### Extrait du document
===============

Les conférenciers ont évoqué les conditions d’un redéploiement de la place. La question était de savoir si la profession pouvait muter de la couverture des risques basiques vers celle des risques sociaux, à savoir la vie, la santé et la complémentaire retraite. C’est au prix de ce changement de cap que l’assurance exercerait ce pouvoir de captation de l’épargne longue, veine nourricière de la croissance économique. Et, même si ce basculement ne saurait, raisonnablement, se faire d’un coup, comment alors l’activer au plus vite?
L’assurance en chiffres et en produits
Sur les cinq dernières années, le total des primes est resté figé, tout au plus à 2% du PIB alors que la moyenne mondiale se situe à 6,5%. Elle peut atteindre des pics de 8% et même de 10% dans certains pays à économie avancée.

===============

### Tâche 1
Répondez aux questions suivantes à partir de l'extrait sur l'assurance.
(a) Quels risques sociaux la profession pourrait-elle couvrir ?
(b) À quelle part du PIB le total des primes s'est-il limité sur les cinq dernières années ?
(c) Quelle est la moyenne mondiale indiquée ?
### Tâche 2
Réécrivez plus brièvement le paragraphe de l'extrait sur l'assurance qui commence par « Sur les cinq dernières années », en conservant ses chiffres principaux.
### Tâche 3
Poursuivez l'extrait sur l'assurance à partir de sa dernière phrase.
Le matériel ci-dessous n'a aucun lien avec l'extrait sur l'assurance.

### Données d'entrée

===============

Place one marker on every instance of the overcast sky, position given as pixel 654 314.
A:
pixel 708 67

===============

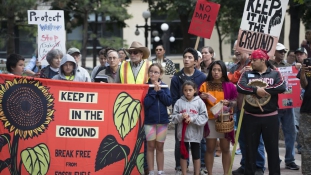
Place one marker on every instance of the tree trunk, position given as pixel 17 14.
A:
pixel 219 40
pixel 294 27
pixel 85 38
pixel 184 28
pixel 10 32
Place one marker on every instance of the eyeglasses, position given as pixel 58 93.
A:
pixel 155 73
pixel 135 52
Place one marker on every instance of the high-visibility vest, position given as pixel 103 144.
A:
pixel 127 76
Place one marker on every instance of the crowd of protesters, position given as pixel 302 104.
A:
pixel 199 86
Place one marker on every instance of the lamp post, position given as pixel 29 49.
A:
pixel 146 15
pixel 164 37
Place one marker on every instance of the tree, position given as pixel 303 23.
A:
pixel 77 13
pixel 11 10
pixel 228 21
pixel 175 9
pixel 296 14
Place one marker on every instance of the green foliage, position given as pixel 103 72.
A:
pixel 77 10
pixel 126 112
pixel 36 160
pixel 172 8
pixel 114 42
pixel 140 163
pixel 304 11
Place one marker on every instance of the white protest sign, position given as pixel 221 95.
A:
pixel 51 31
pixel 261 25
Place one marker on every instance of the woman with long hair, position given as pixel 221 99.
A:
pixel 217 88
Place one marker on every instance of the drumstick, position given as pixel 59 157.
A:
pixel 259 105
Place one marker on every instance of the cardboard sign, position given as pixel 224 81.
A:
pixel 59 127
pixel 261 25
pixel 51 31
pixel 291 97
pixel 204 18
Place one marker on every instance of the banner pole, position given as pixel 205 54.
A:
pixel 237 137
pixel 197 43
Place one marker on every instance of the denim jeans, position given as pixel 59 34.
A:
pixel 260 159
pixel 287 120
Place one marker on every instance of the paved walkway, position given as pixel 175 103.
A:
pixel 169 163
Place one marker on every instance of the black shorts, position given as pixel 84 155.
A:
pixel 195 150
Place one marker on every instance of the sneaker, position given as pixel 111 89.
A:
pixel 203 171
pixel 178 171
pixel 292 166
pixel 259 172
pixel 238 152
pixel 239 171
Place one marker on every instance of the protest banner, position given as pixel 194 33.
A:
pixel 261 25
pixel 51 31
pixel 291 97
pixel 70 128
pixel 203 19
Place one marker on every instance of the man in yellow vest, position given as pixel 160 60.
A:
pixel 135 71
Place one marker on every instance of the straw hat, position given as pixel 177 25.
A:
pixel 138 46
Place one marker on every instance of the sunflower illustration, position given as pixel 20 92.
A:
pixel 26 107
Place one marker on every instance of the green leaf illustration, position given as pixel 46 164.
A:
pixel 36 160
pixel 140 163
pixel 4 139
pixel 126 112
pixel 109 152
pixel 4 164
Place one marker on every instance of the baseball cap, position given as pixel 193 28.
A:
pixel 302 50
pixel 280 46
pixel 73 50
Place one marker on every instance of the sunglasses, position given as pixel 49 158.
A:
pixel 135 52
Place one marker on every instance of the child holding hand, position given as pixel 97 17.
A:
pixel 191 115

===============

### Corrigé 1
(a) La vie, la santé et la complémentaire retraite.
(b) Au plus 2 % du PIB.
(c) 6,5 %.

### Corrigé 2
Depuis cinq ans, le total des primes stagne à 2 % du PIB au maximum. La moyenne mondiale est de 6,5 %, et certains pays à économie avancée atteignent 8 %, voire 10 %.

### Corrigé 3
Il faut bien se dire que la bonne santé du secteur profite à l’économie dans son ensemble. C’est la nature du métier qui le veut. Les assureurs réinjectent dans le système tout leur excédent financier. Il est vrai que la capacité de collecte du système est aujourd’hui à son niveau le plus modeste au vu de la faible étendue de la gamme des produits.
“Cela fait que le secteur ne se trouve pas en possession d’un trésor de guerre conséquent, qui soit de maturité longue”
L’assurance-auto, qui fait 45% du total des primes, est déficitaire. L’assurance-vie est excédentaire mais elle ne fait que 16,5% du total -il est vrai qu’elle enregistre un taux de progression annuel de 9% par an. Mais le hic est qu’il s’agit d’une augmentation mécanique accompagnant l’expansion de l’augmentation des crédits aux particuliers dont le crédit logement. Et il arrive que ces crédits atteignent 25% du total des crédits sur la place. L’ennui est qu’elles sont de maturité courte ou moyenne. Cela fait que le secteur ne se trouve pas en possession d’un trésor de guerre conséquent, qui soit de maturité longue, 25 ans et plus, qui en ferait un instrument de maturité longue, pourvoyeur de cette manne si nécessaire au financement du développement.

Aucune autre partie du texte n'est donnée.